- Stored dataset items
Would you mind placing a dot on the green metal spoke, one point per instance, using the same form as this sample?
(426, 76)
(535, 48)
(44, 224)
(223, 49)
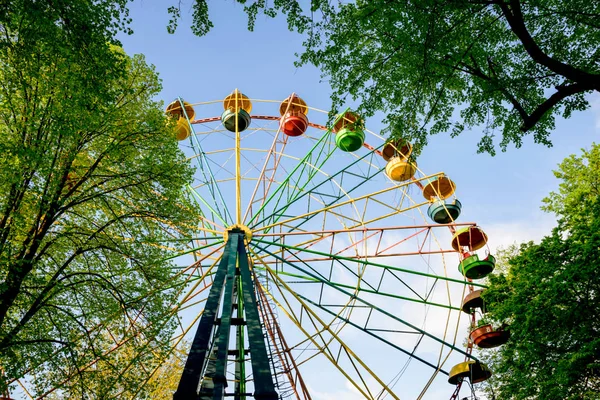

- INSTRUCTIONS FOR THE TASK
Above are the records; reproduce them exactly and leave out the pictures.

- TASK RESPONSE
Would you mind placing a dot on the green metal spoke, one point per instance, using the same form as this sample?
(426, 76)
(535, 48)
(44, 224)
(223, 49)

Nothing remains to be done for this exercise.